* **Required task 1**: In the album review, why did Muhly like the idea of performing the project live in front of cameras? Answer in one to three sentences.
* **Required task 2**: According to the album review, in what year was Essie Jain's album Until The Light of Morning released?
* **Required task 3**: Translate this sentence from the album review into Spanish: "Muhly is to be paid due credit for his stellar work here."

* **Text block**:
_____

By ; October 22, 2013 


Purchase at: Insound (Vinyl) | Amazon (MP3 & CD) | iTunes | MOG

All Became Golden isn’t just another album from British singer/songwriter Essie Jain. Nor is it just an audio visual album, combining the talents of Jain, composer Nico Muhly, and filmmaker Nathalie Johns. It’s more than that, and what it is stems from is the disillusionment Jain found herself overwhelmed with after the release of her 2011 album Until The Light of Morning. “If I did put my hands to the keys, it just seemed [like] this impossible, overwhelming task,” she explains during the film version of Golden. Thankfully Johns rekindled her interest after proposing a new approach to her music, filming it live, in a manner that resembles how Frank Sinatra used to record, with an orchestra and conductor there beside him. “I knew if I played music again it would have to be something spectacular,” Jain goes onto explain in the interview, and All Became Golden is little short of being just that.

The music on Golden is undoubtedly that of Jain: the tracks are graceful and deliberate for the most part but without sounding too fussy or precocious. When “No Mistake” quietly sweeps into view with acoustic guitars strums and homely strings, Jain follows suit and sounds like she’s continuing on from her underrated 2008 album The Inbetween. Lyrics have never been a consistently strong feature, but she chooses most of her words carefully so that they suit her voice; she wraps her voice around a phrase or a word, embracing it so it leaves a warm impression. On “I” she comforts the phrase “I cried over and over,” like a mother reassuring a weeping child while on “Stand In The Light” has her skipping between her notes as woodwind flutters about beside her. Sounding at least a decade older than it is, Jain’s voice is a vastly intriguing alto that always felt like an instrument in itself, played with nuance, control, and temperament.

With an orchestra beside her, though, it becomes one with her accompaniments. She falls into the lush backdrop until she’s creating a buoyant vessel to drift across on. On “My Darling” she swells gracefully like a rising light during the song’s instrumental sections whereas on “Raise You” she fades away to a hum as the orchestra fades and slows to a stop. Muhly is to be paid due credit for his stellar work here. Jain has always had sturdy arrangements, but he finds a new grace for her tracks. Granted, having the orchestra at hand can only but help create this, but he sounds like he’s found a very refined and particular aspect of what Jain has to offer, and fine tunes it across nine tracks. “I really liked the idea of doing it live in front of cameras, because you can see there’s no trick to making music like this happen,” Muhly said of the project. He’s right to say so; Golden captures a seamlessness that is hard to fully appreciate with your ears alone. At the very least, the film of Golden helps you appreciate the nuance and the detail of the arrangements, or just sheds a little more light on the players on the album.

_____

* **Dataset extract**:
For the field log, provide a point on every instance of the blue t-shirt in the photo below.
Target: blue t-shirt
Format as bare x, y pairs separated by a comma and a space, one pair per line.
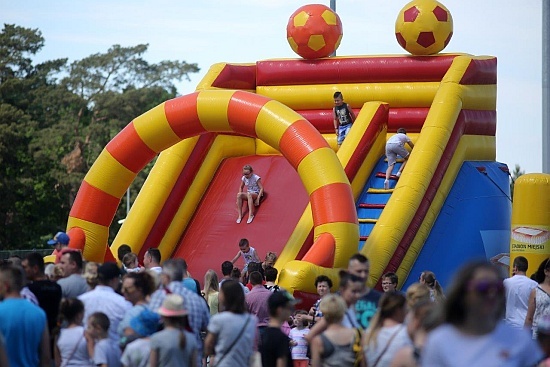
22, 325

_____

* **Answer 1**: Muhly liked performing it live on camera because viewers could see there was no trick to making music like this happen.

* **Answer 2**: 2011

* **Answer 3**: A Muhly hay que reconocerle el mérito que merece por su extraordinario trabajo aquí.